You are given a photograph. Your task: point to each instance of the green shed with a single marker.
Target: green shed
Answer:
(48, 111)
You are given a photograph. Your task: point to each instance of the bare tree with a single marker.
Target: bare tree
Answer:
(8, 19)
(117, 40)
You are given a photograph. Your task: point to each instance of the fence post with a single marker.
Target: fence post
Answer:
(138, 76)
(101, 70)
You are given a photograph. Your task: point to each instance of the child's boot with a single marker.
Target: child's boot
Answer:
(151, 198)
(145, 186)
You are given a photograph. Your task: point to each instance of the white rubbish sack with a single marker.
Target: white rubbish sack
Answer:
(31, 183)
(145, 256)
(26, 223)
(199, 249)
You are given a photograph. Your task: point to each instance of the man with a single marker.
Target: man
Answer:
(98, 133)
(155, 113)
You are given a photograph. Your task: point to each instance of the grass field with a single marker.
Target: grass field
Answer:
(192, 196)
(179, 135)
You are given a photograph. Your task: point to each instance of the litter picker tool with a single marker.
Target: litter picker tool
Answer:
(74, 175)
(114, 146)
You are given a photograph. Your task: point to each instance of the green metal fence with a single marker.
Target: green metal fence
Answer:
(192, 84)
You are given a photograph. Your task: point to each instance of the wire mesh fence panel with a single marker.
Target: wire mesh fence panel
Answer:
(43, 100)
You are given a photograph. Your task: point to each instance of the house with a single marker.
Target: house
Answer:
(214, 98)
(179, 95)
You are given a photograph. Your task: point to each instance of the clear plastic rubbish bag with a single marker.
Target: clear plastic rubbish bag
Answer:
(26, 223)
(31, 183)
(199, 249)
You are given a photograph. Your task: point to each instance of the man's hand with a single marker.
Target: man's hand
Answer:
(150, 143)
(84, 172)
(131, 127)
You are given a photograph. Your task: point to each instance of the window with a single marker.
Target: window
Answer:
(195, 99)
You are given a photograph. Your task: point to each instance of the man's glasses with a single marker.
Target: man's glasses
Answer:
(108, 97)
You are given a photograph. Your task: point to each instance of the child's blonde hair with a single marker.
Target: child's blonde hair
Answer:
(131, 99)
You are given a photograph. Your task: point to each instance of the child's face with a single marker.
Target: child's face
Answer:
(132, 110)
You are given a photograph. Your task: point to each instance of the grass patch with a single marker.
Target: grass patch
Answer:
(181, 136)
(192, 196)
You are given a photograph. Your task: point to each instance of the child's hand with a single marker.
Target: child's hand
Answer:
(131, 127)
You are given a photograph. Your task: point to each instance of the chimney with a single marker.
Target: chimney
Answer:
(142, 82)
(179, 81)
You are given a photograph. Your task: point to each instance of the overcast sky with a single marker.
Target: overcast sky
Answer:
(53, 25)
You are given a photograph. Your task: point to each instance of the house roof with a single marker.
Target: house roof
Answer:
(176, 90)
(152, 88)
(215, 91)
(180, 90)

■ ■ ■ ■ ■

# EXERCISE PROMPT
What is needed is each line from the records with the word "hand" in it.

# SOLVED EXERCISE
You are given a photograph. Your task: point to each instance of the man's hand with a single marker.
Target: man's hand
You are given a photograph. Your task: point to each instance of the child's hand with a single marker.
Target: child's hand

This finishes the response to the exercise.